(Region pointing data)
- Opening Delimiter -

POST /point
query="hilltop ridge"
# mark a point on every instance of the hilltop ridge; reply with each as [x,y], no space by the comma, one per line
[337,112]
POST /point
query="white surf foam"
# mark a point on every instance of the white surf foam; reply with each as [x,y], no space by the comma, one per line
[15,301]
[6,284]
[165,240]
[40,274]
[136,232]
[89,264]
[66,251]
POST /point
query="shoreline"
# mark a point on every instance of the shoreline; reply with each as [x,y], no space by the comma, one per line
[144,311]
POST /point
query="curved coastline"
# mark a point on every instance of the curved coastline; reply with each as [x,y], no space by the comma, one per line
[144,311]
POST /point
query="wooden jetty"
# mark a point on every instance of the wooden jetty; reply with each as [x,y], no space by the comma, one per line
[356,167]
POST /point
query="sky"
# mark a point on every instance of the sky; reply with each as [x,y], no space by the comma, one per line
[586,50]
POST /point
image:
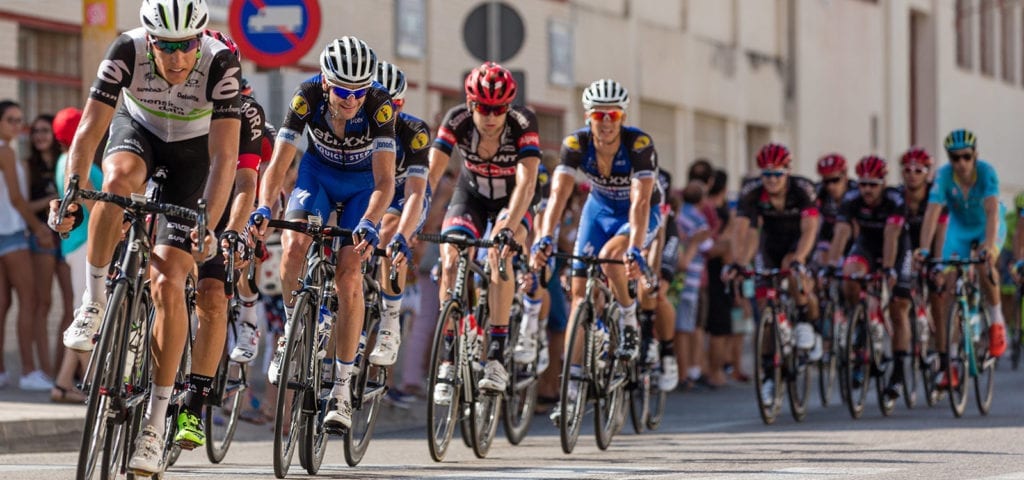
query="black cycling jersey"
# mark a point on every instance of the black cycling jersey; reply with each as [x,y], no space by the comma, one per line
[494,178]
[871,220]
[373,128]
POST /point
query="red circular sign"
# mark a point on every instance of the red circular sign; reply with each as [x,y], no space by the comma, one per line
[274,33]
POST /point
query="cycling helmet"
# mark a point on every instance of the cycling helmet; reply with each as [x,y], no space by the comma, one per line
[605,92]
[774,156]
[392,79]
[916,156]
[174,19]
[832,164]
[348,60]
[491,84]
[871,167]
[231,46]
[961,138]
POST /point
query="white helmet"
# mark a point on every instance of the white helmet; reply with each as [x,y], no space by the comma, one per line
[392,79]
[174,19]
[348,60]
[605,92]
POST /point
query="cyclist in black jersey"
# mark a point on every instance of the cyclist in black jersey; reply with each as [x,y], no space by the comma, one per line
[879,214]
[783,207]
[500,147]
[179,111]
[407,213]
[349,124]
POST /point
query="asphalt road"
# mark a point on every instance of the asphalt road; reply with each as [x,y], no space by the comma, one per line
[707,434]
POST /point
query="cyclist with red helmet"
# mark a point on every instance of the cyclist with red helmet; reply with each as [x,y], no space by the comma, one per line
[783,207]
[878,215]
[500,147]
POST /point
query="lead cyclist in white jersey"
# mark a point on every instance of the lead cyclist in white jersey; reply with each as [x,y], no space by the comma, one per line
[180,112]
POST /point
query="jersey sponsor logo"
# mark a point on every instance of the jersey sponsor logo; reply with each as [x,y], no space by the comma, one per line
[299,105]
[113,71]
[384,114]
[571,142]
[641,142]
[420,141]
[227,87]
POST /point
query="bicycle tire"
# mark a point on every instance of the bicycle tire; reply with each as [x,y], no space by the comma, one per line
[441,419]
[289,409]
[768,362]
[570,418]
[858,369]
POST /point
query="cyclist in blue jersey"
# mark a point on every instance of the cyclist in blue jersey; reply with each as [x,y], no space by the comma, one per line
[969,188]
[349,124]
[619,219]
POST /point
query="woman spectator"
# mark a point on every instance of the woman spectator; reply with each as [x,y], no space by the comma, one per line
[16,219]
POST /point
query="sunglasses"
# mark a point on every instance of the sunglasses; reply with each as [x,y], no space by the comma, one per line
[601,116]
[169,47]
[961,157]
[491,110]
[344,93]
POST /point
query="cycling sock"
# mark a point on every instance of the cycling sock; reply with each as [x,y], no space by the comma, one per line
[994,314]
[499,336]
[156,411]
[95,284]
[199,390]
[392,308]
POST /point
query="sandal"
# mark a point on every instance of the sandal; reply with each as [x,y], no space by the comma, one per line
[66,395]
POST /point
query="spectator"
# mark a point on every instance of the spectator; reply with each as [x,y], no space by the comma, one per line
[16,220]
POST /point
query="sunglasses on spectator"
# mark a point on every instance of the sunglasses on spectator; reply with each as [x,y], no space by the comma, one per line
[168,46]
[600,116]
[491,110]
[344,93]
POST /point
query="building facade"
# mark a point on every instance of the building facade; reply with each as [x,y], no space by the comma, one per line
[711,79]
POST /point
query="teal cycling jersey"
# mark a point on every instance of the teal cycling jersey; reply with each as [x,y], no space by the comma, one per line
[966,208]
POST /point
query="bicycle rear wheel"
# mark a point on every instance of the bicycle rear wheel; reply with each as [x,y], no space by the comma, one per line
[956,371]
[292,384]
[441,418]
[984,382]
[768,367]
[574,385]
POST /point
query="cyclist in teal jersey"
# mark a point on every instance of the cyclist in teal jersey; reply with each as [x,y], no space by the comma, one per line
[969,187]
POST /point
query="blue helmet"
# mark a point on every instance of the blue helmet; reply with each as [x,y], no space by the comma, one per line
[960,139]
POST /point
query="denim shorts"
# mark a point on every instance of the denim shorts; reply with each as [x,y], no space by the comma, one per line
[12,243]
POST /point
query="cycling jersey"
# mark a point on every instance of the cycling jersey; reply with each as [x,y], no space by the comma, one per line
[373,128]
[171,113]
[494,178]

- Closing Delimiter -

- Requirement -
When copying the records, reproduce every entry exactly and omit all pictures.

- Written response -
POST /point
query="hilltop ridge"
# mark a point on every instance of the hilltop ridge; reply with each as [x,y], no space by the comma, one per line
[337,112]
POST /point
query="white surf foam"
# mark a point on every instance of the white surf foam; reply with each as [x,y], no space by the comma, one per line
[15,301]
[6,284]
[165,240]
[40,274]
[136,232]
[89,264]
[66,251]
POST /point
query="shoreline"
# mark a point on every instance of the shoreline; reply with each as [x,y], no space by the comma, one per line
[144,311]
POST /point
query="curved coastline"
# mark a point on every instance of the curved coastline; reply with each as [x,y], no space by the comma, one per line
[144,311]
POST /point
query="wooden jetty"
# mark a point on every instance of the wooden jetty; reply with each as [x,y], no space by the comma, one per line
[356,167]
POST /point
query="sky"
# mark a point on every instance of the sky; reply with each as [x,y], no space by the comma, one per line
[586,50]
POST /point
image:
query="black cycling jersey"
# mark a point on every instance of the black cycling jersey; reply with each as [x,y], no space by the comma, one per line
[494,178]
[871,220]
[373,128]
POST /point
query="red circular sign"
# mark a point on every instance of the red circular sign; reply with each as [x,y], no space by the comma, one per line
[274,33]
POST /point
query="cycling helmet"
# mark a point on every instance of the cycling helmet; reply with each as [x,y], no space by the comma, one per line
[605,92]
[774,156]
[392,79]
[916,156]
[174,19]
[832,164]
[348,60]
[491,84]
[871,167]
[231,46]
[961,138]
POST /point
query="white helmet"
# mark a point on every instance of the white helmet; reply with each as [x,y], no space by the comma, one per line
[392,79]
[174,19]
[348,60]
[605,92]
POST /point
query="cyclist in black jersey"
# mark a point on every instance of the cyclist in black jersey; reply with each as [x,y], no space by the comma, one per line
[879,214]
[783,207]
[500,147]
[179,111]
[407,213]
[349,124]
POST /point
query="asphalt road"
# mark a point on every instance of the asphalt road; reply with each as [x,y], no space by the comma, one per line
[707,434]
POST /point
query="cyclist with red helmet"
# mark a point on every instance of the cyclist with red helmet; reply with each as [x,y], no space by the comma, one per line
[783,207]
[878,215]
[500,147]
POST /point
query="lead cyclist in white jersey"
# mark a point on every instance of the lead cyclist in white jersey; reply with each as [x,y], no space by the comma, one per line
[180,112]
POST /point
query="jersey sponsor logo"
# mark a point on every instance of the jersey sponsor logo; reply with each as [x,y], no space by the comma, one per line
[299,105]
[113,71]
[384,114]
[571,142]
[641,142]
[420,141]
[227,87]
POST /point
query="bicycle tire"
# mark a point on every instance of the bicycle tire; reply with each as [x,y], no space by the comma, one per line
[441,419]
[289,409]
[768,362]
[570,418]
[858,369]
POST /point
query="cyclist in blue jersey"
# mark a point on every instance of the cyclist in blue jersey; reply with each as [x,y], no space by the comma, one per line
[969,188]
[349,124]
[619,219]
POST /point
query="woman spectator"
# mark a point on every instance of the woman spectator; reply with each as [x,y], no space by the comma, one per line
[16,219]
POST /point
query="sunglasses"
# mark a point on every instance of the sunglasses; reply with each as [x,y], no space by the comma, one per line
[601,116]
[169,47]
[961,157]
[491,110]
[344,93]
POST /point
query="cycling sock"
# mark a point on every instance of the cycling sock; reply with each as [x,y], no space by the comma, one per line
[994,314]
[499,336]
[156,411]
[95,284]
[199,390]
[392,308]
POST /point
query="sandal"
# mark a point on every instance of the sandal; reply with each as [x,y], no space by the comma, one per line
[66,395]
POST /point
query="spectator"
# mark a point on every instance of the spectator; reply with each as [x,y], no space by the comma, one per line
[16,220]
POST /point
query="sunglasses on spectator"
# mark a point on every instance of the sunglasses on spectator; reply with each as [x,y], no space by the comma, one per line
[168,46]
[600,116]
[491,110]
[344,93]
POST /point
query="building facade"
# mark a point on every instance of the building facade; reply with each as [x,y], no space by the comma, one per line
[711,79]
POST /point
query="teal cycling jersey"
# mark a point on every instance of the teal cycling jersey; reply with each as [x,y], no space by the comma, one per line
[966,208]
POST /point
query="bicycle rear wheel"
# mark a point on every instance of the bicycle rear wheel; reply with each as [x,y], no space by the comma, one per line
[956,371]
[292,384]
[441,418]
[984,382]
[768,367]
[574,385]
POST /point
query="cyclist in teal jersey"
# mark a point on every instance of the cyclist in teal jersey; reply with each as [x,y], no space by the comma, one per line
[969,187]
POST /point
query="blue helmet"
# mark a point on every instance of the blue helmet; reply with each as [x,y], no space by the comma, one per line
[960,139]
POST /point
query="denim shorts"
# mark a point on every instance of the denim shorts; reply with each as [x,y], no space by the comma, one per line
[12,243]
POST /point
query="cycling jersey"
# mark a point on every instance of the cycling jersey; reply with each as [x,y], no space by the comma, one per line
[373,128]
[171,113]
[494,178]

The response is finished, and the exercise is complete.